Region pointing data:

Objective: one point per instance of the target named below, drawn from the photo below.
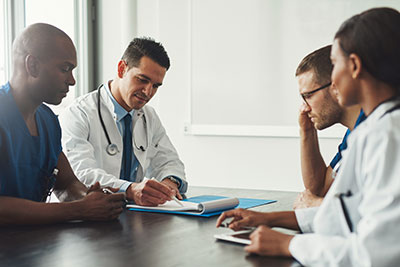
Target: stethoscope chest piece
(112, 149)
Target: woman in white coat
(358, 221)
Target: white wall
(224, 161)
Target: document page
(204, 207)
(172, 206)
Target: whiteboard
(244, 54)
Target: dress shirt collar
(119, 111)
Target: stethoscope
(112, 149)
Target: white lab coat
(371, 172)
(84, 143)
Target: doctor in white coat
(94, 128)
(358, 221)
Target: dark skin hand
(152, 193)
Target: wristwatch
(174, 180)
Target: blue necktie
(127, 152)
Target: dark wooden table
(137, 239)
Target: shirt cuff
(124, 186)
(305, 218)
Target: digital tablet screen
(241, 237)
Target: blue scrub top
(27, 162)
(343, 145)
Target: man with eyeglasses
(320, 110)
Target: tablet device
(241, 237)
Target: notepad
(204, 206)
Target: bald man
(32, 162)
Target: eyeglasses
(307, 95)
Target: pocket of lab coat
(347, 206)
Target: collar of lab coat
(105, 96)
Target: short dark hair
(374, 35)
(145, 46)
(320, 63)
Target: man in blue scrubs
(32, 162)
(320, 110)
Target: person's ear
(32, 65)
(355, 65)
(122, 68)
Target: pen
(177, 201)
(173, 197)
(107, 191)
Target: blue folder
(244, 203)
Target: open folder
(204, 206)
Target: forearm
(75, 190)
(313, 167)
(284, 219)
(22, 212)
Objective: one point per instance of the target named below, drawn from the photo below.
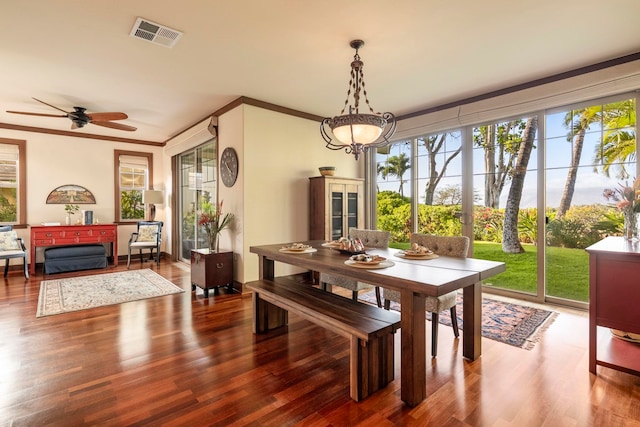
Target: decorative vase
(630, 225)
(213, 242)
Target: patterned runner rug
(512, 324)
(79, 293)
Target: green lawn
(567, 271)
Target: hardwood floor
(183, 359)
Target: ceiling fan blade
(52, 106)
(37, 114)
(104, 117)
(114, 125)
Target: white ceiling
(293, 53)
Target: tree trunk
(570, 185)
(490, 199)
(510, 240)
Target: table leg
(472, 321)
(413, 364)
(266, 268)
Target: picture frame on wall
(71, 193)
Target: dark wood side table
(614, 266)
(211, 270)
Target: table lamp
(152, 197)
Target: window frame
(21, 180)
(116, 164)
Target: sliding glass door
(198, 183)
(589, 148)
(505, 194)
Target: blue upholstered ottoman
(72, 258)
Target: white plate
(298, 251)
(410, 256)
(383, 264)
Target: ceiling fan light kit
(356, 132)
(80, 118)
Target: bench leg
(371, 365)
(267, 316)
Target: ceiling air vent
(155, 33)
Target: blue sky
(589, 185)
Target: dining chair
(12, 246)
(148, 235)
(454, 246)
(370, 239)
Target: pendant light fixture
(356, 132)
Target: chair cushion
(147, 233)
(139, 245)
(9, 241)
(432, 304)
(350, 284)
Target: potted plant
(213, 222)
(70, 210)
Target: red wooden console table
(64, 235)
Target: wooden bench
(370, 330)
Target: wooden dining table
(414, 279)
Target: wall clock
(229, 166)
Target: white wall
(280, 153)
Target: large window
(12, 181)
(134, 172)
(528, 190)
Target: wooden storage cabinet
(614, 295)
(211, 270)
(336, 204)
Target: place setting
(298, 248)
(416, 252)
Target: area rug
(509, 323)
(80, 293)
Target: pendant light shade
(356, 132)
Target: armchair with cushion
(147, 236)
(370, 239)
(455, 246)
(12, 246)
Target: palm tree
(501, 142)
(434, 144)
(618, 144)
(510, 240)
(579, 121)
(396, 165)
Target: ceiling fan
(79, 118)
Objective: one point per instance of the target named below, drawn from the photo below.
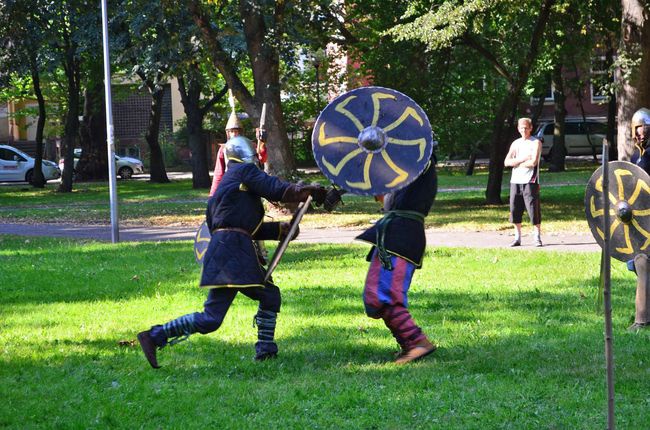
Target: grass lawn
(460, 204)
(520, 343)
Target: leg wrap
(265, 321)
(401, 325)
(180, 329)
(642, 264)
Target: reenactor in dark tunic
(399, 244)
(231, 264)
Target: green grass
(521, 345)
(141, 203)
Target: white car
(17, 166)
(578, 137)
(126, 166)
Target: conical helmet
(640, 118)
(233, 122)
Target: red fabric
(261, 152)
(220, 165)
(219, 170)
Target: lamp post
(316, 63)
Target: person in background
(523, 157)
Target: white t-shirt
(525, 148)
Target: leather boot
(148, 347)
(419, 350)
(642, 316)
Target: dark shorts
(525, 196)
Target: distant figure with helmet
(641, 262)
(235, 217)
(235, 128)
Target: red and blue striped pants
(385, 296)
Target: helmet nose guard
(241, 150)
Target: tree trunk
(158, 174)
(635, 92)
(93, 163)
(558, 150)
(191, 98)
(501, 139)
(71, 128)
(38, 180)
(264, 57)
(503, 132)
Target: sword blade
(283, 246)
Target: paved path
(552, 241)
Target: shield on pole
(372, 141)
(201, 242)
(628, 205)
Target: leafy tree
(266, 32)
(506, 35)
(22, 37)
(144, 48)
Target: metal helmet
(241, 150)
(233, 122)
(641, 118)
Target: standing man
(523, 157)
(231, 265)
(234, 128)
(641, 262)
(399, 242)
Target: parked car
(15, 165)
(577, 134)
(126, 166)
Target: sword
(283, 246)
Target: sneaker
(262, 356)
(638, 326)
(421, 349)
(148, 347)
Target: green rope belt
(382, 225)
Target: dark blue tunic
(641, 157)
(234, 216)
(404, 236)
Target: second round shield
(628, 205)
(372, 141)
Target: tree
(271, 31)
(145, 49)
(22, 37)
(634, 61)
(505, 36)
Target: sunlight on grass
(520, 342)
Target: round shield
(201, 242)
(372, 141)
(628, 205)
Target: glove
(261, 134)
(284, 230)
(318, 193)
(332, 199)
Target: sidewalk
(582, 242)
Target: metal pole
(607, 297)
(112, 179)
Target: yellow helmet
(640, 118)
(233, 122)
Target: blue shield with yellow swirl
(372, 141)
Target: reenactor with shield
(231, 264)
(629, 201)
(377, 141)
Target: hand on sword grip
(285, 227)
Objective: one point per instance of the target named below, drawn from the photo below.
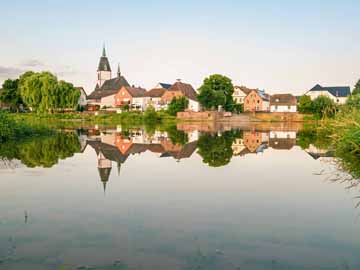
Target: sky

How to complete this task:
What is the exact wording of the lines from the one bearing "Target: sneaker" through the final line of the records above? Write it out without the pictures.

Your solution:
Target: sneaker
(262, 356)
(638, 326)
(421, 349)
(148, 347)
Target: green rope belt
(382, 225)
Target: dark blue tunic
(641, 157)
(234, 216)
(404, 236)
Target: second round shield
(628, 205)
(372, 141)
Target: tree
(271, 31)
(145, 49)
(22, 37)
(634, 61)
(505, 36)
Target: sunlight on grass
(520, 342)
Target: round shield
(201, 242)
(372, 141)
(628, 205)
Target: glove
(261, 134)
(284, 230)
(318, 193)
(332, 199)
Target: sidewalk
(582, 242)
Target: metal pole
(607, 297)
(112, 179)
Target: yellow helmet
(640, 118)
(233, 122)
Target: blue shield with yellow swirl
(372, 141)
Target: reenactor with shield
(231, 264)
(629, 201)
(377, 141)
Target: hand on sword grip
(285, 227)
Objective: one point per instance of the target named below, drawn from the photo below.
Target: sky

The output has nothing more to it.